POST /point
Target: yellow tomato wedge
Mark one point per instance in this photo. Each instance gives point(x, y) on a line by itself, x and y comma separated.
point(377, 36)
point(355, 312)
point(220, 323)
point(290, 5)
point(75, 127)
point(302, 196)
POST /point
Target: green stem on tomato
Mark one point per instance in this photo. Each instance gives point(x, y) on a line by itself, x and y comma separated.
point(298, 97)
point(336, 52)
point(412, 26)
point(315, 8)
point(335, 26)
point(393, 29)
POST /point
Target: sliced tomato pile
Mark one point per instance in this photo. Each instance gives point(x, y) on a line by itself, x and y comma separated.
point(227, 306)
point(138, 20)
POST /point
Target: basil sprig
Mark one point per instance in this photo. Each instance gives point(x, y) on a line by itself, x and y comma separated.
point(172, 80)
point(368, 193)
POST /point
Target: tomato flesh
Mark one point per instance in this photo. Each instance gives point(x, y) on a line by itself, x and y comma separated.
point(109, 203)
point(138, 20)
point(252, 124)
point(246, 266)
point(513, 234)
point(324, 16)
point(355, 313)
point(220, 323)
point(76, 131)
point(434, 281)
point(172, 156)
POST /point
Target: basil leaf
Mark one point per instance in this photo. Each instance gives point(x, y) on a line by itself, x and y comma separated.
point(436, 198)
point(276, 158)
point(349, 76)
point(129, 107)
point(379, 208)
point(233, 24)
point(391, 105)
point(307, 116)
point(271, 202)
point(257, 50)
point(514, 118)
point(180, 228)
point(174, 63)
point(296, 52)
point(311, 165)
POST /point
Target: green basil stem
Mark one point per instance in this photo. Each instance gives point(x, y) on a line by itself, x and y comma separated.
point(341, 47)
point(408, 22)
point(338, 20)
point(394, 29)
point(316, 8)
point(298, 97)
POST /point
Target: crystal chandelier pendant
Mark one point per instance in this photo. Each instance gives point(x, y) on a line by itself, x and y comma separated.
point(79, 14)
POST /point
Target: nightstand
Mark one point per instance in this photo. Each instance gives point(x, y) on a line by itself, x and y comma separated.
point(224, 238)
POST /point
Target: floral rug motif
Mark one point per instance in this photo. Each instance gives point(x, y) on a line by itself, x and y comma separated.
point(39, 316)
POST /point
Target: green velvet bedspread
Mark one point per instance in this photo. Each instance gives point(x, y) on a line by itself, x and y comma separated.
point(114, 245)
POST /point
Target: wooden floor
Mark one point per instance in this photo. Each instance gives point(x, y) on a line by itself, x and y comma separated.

══════

__EXERCISE AIM__: Return all of the records above word for word, without leaving out or changing a single line.

__CORRECT OUTPUT__:
POST /point
Target: yellow tomato wedge
Mark one point per instance in this photo. Each instance gives point(x, y) on a line by itself, x and y comma separated.
point(377, 36)
point(355, 312)
point(220, 323)
point(290, 5)
point(75, 127)
point(302, 196)
POST /point
Target: green stem on tomato
Mark one point per instance in this photo. Each instance gives point(x, y) on a line by itself, x and y comma separated.
point(298, 97)
point(336, 52)
point(412, 26)
point(315, 8)
point(335, 26)
point(393, 29)
POST /point
Target: sliced tomato pile
Mark one point per instance in this photo. Each instance gives point(x, y) on a line by itself, x and y comma separated.
point(227, 306)
point(138, 20)
POST /point
Target: basil sprig
Mark one point per instance in this photo. Each instance gives point(x, y) on a line by itself, x and y comma separated.
point(172, 80)
point(368, 193)
POST /point
Target: tomato flesh
Mark one point per instance in this photo. Each instance gives point(x, y) on a line by itself, x and y comma separated.
point(109, 203)
point(138, 20)
point(252, 124)
point(246, 266)
point(513, 234)
point(324, 16)
point(355, 313)
point(220, 323)
point(76, 131)
point(434, 281)
point(172, 156)
POST /point
Target: basil leaf
Mark one point per instance in this photo. Each instance gives point(x, y) on a line by itself, x and y comma separated.
point(436, 198)
point(276, 158)
point(349, 76)
point(129, 107)
point(379, 208)
point(233, 24)
point(391, 105)
point(307, 116)
point(271, 202)
point(257, 50)
point(514, 118)
point(180, 228)
point(174, 63)
point(296, 52)
point(311, 165)
POST /point
Target: green basil stem
Mark one point per instance in this photo. Each instance gives point(x, y) on a line by itself, x and y comma separated.
point(341, 47)
point(408, 22)
point(338, 20)
point(394, 29)
point(316, 8)
point(298, 97)
POST /point
Target: crystal chandelier pendant
Mark one point per instance in this photo. Each instance gives point(x, y) on a line by itself, x and y comma separated.
point(79, 14)
POST /point
Target: nightstand
Mark one point per instance in this photo. Each instance gives point(x, y) on a line by itself, x and y comma separated.
point(224, 238)
POST /point
Target: floral rug motif
Mark one point per instance in this photo. Each instance gives point(x, y) on a line by itself, x and y comma separated.
point(39, 316)
POST /point
Target: green velvet bedspread
Mark one point per instance in this photo. Each instance gives point(x, y) on a line by itself, x and y comma separated.
point(114, 245)
POST /point
Target: wooden floor
Mark one point per instance in this photo. Each instance gives point(x, y) on a line by itself, x and y comma separated.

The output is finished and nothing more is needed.